Referring expression data
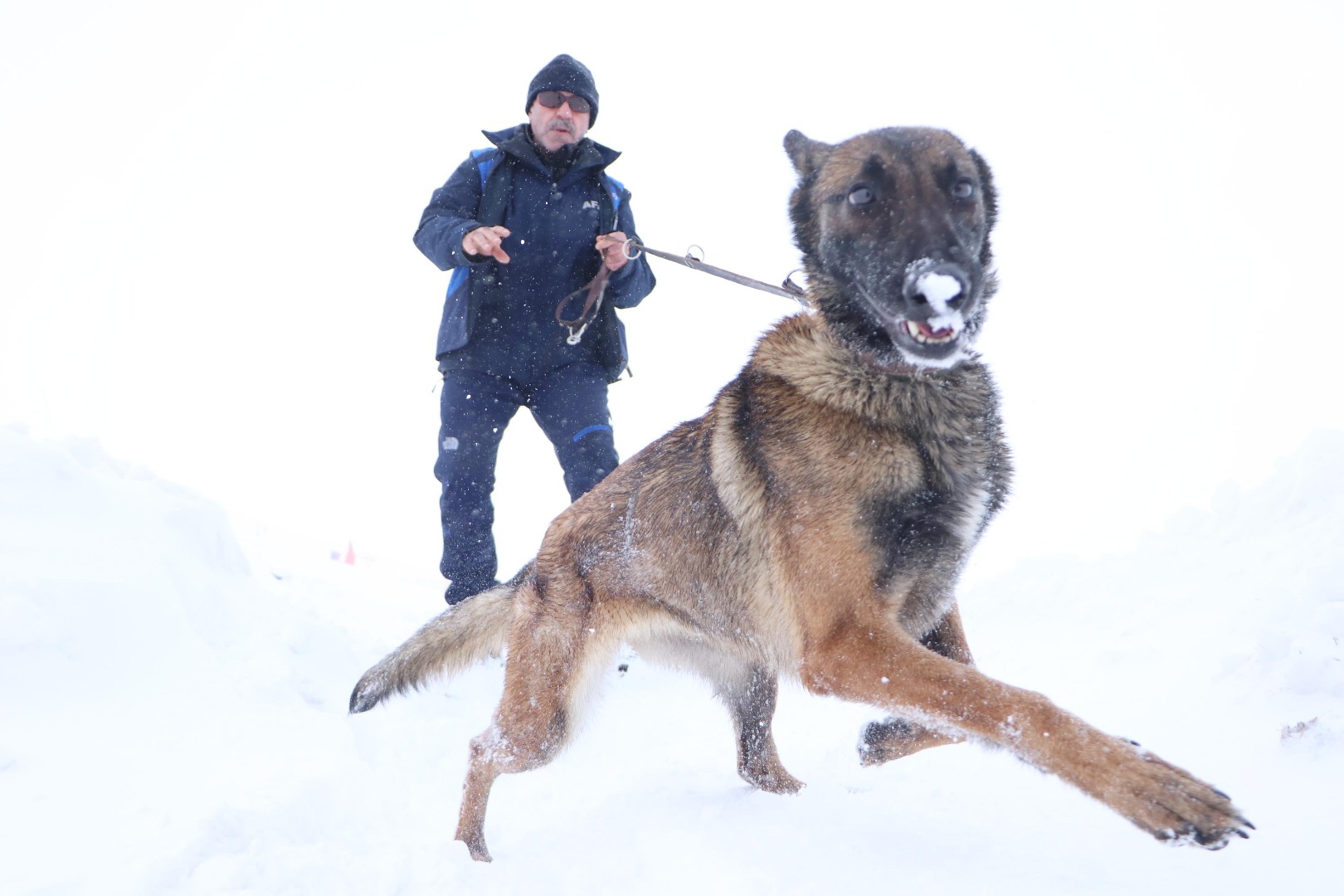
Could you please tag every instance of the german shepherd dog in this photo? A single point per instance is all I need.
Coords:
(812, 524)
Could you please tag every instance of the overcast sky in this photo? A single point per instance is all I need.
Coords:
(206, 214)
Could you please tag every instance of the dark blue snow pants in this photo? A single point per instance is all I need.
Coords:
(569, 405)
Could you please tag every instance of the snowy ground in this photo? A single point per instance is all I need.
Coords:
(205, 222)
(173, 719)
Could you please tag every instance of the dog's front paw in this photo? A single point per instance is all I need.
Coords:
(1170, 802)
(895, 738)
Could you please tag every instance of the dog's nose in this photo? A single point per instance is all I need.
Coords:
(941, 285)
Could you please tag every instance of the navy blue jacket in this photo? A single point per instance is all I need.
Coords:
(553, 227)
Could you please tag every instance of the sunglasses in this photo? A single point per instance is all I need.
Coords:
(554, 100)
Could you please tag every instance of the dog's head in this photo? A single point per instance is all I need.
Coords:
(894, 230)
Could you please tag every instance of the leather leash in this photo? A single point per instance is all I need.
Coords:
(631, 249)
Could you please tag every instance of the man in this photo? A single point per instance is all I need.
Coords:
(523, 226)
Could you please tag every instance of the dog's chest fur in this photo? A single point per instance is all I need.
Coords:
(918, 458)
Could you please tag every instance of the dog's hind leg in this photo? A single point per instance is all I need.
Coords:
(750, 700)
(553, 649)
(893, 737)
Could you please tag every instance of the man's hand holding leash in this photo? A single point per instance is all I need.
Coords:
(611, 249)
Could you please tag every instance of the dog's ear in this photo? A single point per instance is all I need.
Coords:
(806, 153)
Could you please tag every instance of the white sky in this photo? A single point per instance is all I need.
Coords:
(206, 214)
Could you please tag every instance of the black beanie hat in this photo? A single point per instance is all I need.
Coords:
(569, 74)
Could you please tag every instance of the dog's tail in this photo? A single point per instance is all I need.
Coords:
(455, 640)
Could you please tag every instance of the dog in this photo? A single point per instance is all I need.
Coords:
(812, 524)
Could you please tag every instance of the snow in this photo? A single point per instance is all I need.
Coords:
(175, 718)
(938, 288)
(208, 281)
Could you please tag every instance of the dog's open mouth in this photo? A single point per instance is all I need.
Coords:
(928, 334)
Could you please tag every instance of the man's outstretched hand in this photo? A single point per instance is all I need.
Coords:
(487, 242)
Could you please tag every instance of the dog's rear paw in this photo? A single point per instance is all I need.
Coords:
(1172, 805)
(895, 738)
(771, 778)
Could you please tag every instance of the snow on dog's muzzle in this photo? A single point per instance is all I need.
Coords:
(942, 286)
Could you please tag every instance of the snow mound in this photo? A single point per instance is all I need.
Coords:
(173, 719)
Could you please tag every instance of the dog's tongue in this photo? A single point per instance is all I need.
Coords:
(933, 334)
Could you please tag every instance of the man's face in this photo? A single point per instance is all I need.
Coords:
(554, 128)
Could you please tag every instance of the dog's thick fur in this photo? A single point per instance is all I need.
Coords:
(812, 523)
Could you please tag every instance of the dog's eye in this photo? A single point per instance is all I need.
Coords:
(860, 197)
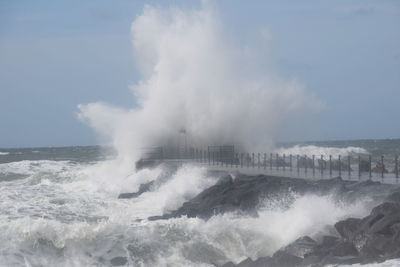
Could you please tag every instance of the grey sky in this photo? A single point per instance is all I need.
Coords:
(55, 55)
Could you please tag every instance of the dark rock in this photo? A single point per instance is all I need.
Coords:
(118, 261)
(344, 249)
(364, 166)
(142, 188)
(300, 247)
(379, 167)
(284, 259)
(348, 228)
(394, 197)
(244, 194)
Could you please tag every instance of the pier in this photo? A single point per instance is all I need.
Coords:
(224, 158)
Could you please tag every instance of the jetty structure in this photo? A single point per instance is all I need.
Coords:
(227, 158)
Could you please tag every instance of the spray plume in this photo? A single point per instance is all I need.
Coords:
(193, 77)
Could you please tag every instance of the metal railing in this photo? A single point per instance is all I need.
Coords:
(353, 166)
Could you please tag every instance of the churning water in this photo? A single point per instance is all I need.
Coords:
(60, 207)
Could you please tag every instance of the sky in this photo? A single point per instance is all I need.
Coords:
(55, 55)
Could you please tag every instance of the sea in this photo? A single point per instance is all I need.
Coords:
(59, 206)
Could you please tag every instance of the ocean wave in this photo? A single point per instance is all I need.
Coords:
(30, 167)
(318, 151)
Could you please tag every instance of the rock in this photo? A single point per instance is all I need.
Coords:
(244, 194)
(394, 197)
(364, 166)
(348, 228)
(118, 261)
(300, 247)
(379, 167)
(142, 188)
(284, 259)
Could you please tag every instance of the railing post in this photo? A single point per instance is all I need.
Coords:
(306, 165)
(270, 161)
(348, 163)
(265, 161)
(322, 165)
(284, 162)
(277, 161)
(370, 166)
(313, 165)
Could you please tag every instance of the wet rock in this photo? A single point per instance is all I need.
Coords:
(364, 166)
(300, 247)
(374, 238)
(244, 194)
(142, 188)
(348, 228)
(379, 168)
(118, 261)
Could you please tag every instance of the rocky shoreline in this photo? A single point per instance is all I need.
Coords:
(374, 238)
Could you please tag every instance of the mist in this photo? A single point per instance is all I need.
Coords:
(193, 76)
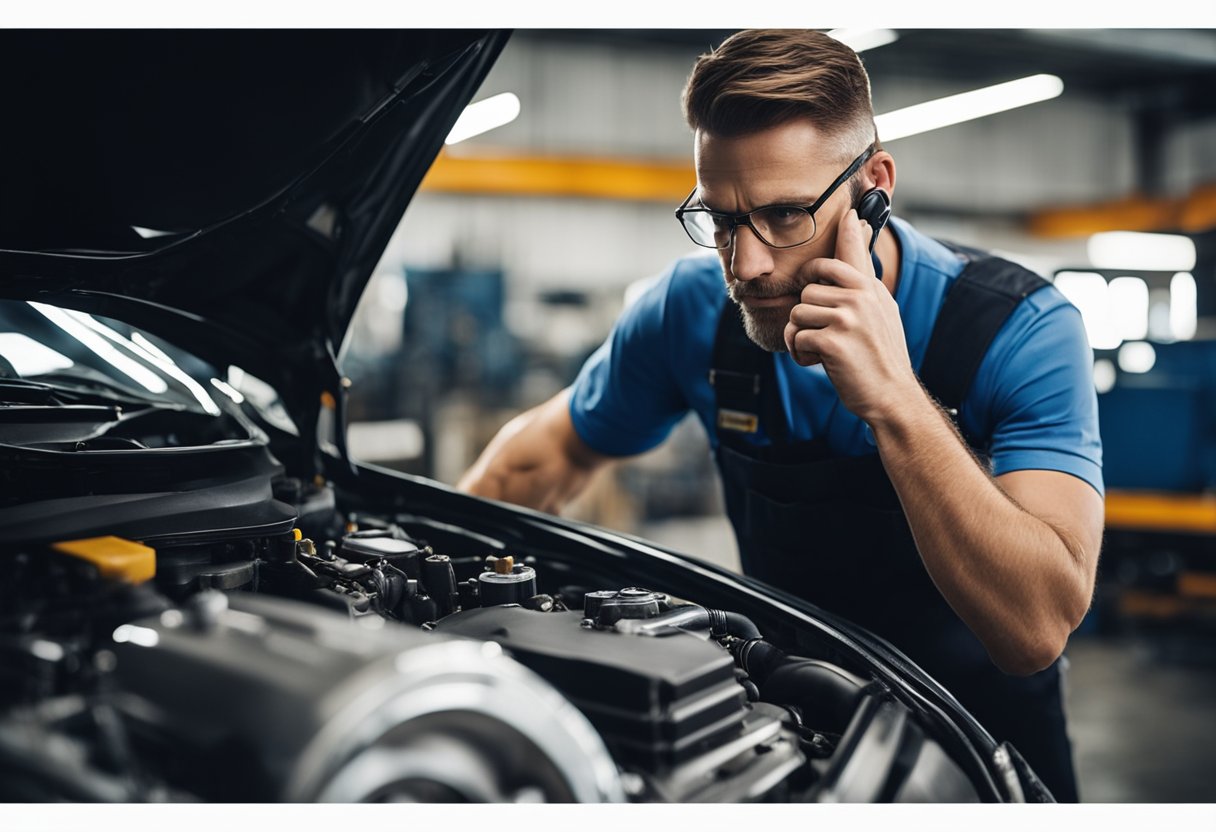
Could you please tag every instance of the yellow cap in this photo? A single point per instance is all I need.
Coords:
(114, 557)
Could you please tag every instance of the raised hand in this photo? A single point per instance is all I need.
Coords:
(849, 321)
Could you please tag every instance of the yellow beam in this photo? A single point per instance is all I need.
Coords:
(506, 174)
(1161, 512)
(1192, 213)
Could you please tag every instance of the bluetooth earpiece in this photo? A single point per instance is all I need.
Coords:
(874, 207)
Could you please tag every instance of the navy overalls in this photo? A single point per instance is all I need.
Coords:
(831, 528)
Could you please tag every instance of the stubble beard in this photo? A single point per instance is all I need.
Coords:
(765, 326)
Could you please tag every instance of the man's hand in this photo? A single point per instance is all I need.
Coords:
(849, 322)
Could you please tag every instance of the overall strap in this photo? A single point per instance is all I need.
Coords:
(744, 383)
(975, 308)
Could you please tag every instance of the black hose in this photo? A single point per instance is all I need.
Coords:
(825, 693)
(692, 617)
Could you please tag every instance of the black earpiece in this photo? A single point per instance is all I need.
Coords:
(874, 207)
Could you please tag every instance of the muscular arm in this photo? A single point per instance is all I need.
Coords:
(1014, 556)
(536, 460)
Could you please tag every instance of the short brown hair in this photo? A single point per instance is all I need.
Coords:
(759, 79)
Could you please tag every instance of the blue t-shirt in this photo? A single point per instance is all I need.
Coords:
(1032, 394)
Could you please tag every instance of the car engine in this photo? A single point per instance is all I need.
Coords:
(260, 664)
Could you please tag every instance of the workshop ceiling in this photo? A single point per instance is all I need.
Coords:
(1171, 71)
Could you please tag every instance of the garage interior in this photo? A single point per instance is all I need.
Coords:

- [Activity]
Find the lines that mention "black" in the entries and show them.

- [Written response]
Could you please tag every instance of the black beanie hat in this photo? A single point per instance is all I need.
Could you please tag every instance of the black hose in this photo? A single point per instance is all I need.
Could you please tag every instance of the black earpiece in this photo? A single point per instance is all I need.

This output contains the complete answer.